**Exercise brief:** Copy out the records below word for word, but leave out the pictures.

**Extracted entries:**
########

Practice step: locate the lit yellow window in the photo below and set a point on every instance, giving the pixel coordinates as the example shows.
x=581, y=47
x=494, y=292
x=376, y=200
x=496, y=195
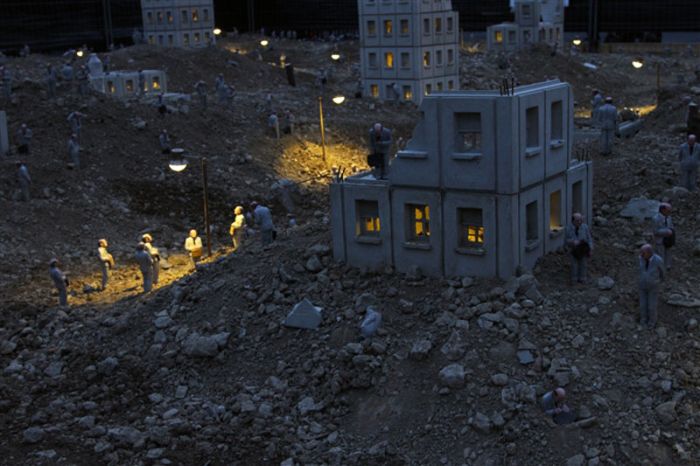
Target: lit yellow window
x=498, y=37
x=472, y=231
x=389, y=60
x=367, y=214
x=419, y=223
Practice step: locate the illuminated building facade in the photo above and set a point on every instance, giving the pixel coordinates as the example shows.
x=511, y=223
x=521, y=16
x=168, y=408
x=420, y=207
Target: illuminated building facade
x=408, y=48
x=178, y=23
x=486, y=184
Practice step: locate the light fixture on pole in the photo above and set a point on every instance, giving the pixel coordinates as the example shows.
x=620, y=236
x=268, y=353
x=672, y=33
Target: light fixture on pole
x=178, y=163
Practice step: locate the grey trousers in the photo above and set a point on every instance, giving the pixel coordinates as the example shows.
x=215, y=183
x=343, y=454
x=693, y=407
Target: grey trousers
x=648, y=301
x=105, y=274
x=578, y=268
x=665, y=254
x=266, y=237
x=606, y=140
x=62, y=296
x=689, y=177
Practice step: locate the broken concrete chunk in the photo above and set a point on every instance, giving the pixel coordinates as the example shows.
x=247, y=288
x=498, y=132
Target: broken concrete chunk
x=304, y=315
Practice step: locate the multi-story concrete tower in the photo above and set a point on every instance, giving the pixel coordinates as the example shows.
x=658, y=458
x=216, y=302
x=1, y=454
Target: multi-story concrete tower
x=486, y=184
x=536, y=21
x=178, y=23
x=409, y=48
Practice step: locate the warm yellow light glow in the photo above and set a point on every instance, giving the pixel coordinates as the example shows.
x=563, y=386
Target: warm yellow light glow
x=177, y=165
x=475, y=234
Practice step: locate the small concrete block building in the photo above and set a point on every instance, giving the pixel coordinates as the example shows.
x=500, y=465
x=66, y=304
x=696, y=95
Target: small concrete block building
x=536, y=21
x=123, y=84
x=408, y=48
x=178, y=23
x=486, y=184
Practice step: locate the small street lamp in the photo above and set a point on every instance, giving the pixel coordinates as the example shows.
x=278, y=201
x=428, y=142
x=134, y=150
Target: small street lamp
x=338, y=99
x=178, y=164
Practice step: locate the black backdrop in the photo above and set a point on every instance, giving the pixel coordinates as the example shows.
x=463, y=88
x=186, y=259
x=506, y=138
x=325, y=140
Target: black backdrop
x=59, y=24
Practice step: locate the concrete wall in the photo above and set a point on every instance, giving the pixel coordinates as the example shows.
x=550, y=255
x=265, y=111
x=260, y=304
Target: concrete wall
x=4, y=139
x=416, y=41
x=171, y=23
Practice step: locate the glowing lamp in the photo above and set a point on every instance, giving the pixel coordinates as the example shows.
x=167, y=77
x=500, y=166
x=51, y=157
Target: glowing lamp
x=178, y=162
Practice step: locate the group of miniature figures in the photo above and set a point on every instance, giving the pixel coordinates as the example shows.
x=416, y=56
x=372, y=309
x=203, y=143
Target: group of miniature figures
x=148, y=257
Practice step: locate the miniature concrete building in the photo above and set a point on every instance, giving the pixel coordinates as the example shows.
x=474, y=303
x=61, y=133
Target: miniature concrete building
x=486, y=184
x=125, y=83
x=536, y=21
x=4, y=140
x=178, y=23
x=408, y=48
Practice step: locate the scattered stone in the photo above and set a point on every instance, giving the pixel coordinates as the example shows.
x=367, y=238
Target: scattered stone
x=304, y=315
x=605, y=283
x=452, y=376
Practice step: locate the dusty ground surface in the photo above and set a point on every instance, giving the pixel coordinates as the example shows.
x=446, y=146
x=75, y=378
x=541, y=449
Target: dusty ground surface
x=200, y=371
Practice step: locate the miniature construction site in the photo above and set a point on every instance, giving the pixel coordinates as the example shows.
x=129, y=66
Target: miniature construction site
x=407, y=245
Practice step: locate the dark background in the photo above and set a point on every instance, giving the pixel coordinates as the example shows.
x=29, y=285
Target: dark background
x=60, y=24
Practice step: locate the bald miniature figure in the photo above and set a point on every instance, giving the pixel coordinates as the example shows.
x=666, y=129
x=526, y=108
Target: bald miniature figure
x=579, y=242
x=651, y=274
x=607, y=119
x=143, y=258
x=664, y=233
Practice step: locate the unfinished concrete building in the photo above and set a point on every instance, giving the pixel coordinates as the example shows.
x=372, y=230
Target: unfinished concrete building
x=408, y=48
x=536, y=21
x=178, y=23
x=124, y=84
x=486, y=184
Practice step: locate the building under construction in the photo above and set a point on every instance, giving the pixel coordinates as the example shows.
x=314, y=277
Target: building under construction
x=55, y=24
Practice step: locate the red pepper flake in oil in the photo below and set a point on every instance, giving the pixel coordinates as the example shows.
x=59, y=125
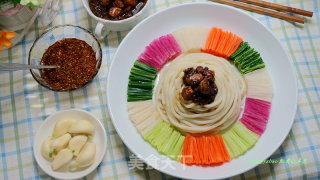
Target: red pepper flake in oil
x=76, y=61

########

**Output for this task:**
Practice step: locate the lit yellow window in the photo below and set a point on every instance, giving the pixel coordinates as the example shows.
x=581, y=47
x=494, y=292
x=376, y=200
x=496, y=195
Target: lit yellow window
x=498, y=37
x=472, y=231
x=389, y=60
x=367, y=214
x=419, y=223
Practice step: locate the illuminated building facade in the photo above and set a point on every instance, giving the pixel coordinates as the example shows.
x=511, y=223
x=521, y=16
x=168, y=408
x=420, y=207
Target: illuminated building facade
x=408, y=48
x=178, y=23
x=486, y=184
Practice step: locate the light fixture on pole in the photo above and set a point on every instance, giving the pixel coordinates as the example shows.
x=620, y=236
x=268, y=353
x=672, y=33
Target: light fixture on pole
x=178, y=163
Practice step: locate the grey trousers in the photo above and set a point on every instance, giving the pixel coordinates as the example shows.
x=215, y=183
x=343, y=454
x=693, y=407
Target: grey trousers
x=648, y=301
x=105, y=274
x=578, y=268
x=665, y=254
x=266, y=237
x=606, y=140
x=62, y=296
x=689, y=177
Practice step: locate the broken concrete chunk in the photo above and set a point on every instance, giving the pixel coordinates as the example shows.
x=247, y=288
x=498, y=132
Target: broken concrete chunk
x=304, y=315
Practice step: locate the multi-story concrete tower in the photo above and set a point on every instance, giving the pixel coordinates as the example shows.
x=658, y=458
x=216, y=302
x=1, y=454
Target: multi-story concrete tower
x=486, y=184
x=536, y=21
x=178, y=23
x=409, y=48
Practice step: locate the warm yellow light glow in the photo above and set a point on every instance, giving the pixel coordinates as the example shows.
x=563, y=386
Target: warm yellow light glow
x=177, y=165
x=475, y=234
Practice step: locate the small concrete block building in the photo above and set a point on every instance, giving the pixel coordinates as the example shows.
x=500, y=465
x=66, y=304
x=696, y=95
Target: small concrete block building
x=536, y=21
x=123, y=84
x=408, y=48
x=178, y=23
x=486, y=184
Practice step: locate the small street lamp in the photo above and set a point on every instance, giving the pixel coordinates as the example shows.
x=278, y=201
x=428, y=142
x=134, y=150
Target: small street lamp
x=338, y=99
x=178, y=164
Practice step: locate the black backdrop in the photo above and set a point on every instance, giving the pixel coordinates as the example shows.
x=463, y=88
x=186, y=259
x=506, y=138
x=325, y=140
Target: black backdrop
x=59, y=24
Practice step: locate the concrete wall in the photo above and set a point on every instance, giving the pixel coordinates as the example shows.
x=550, y=255
x=265, y=111
x=260, y=304
Target: concrete wall
x=4, y=139
x=416, y=41
x=171, y=23
Practice step: locate the glowing lamp in the photo above and set a point on every instance, giving the pixel coordinates as the example shows.
x=167, y=77
x=500, y=166
x=51, y=157
Target: glowing lamp
x=178, y=162
Practice step: locate the group of miniature figures in the photo above and set a point on every instance, giving the pixel coordinates as the example shows.
x=416, y=56
x=372, y=309
x=203, y=143
Target: group of miniature figures
x=148, y=257
Practice step: locate the miniature concrete building in the photo above and set a point on every instance, giving the pixel coordinates as the example shows.
x=474, y=303
x=61, y=133
Target: miniature concrete building
x=486, y=184
x=125, y=83
x=536, y=21
x=4, y=140
x=178, y=23
x=408, y=48
Practice step: locate the scattered stone in the photo above and set a point on every instance, giving the pixel coordinates as the example shows.
x=367, y=238
Target: scattered stone
x=304, y=315
x=605, y=283
x=452, y=376
Practice step: locate the dusty ground surface in the photo above and set a point on every instance, giving the pixel coordinates as the example shows.
x=446, y=146
x=75, y=378
x=541, y=449
Target: dusty ground surface
x=200, y=371
Practice step: locate the miniature construction site in the photo above and set a point on every instance, giving the pixel coordinates as the example shows.
x=129, y=66
Target: miniature construction site
x=407, y=245
Practice step: locate the dark background in the photo above and set a point on every instance, giving the pixel coordinates as the example shows.
x=29, y=285
Target: dark background
x=60, y=24
Practice step: locate the bald miniature figure in the photo above and set a point on every instance, giving the pixel coordinates as the example shows.
x=666, y=129
x=526, y=108
Target: bald miniature figure
x=579, y=242
x=651, y=274
x=607, y=119
x=143, y=258
x=664, y=233
Practice step: locate the unfinished concrete building in the photo above and set a point on every instance, giving the pixel coordinates as the example shows.
x=372, y=230
Target: unfinished concrete building
x=408, y=48
x=536, y=21
x=178, y=23
x=124, y=84
x=486, y=184
Practice step: locate the building under construction in the photo above and set a point on every instance, giving the pixel coordinates as the example shows.
x=314, y=277
Target: building under construction
x=55, y=24
Practice step: locate the red pepper flake in oil in the photo below and set a point on every instance, giving the pixel coordinates as the example shows.
x=59, y=125
Target: red pepper flake in oil
x=76, y=61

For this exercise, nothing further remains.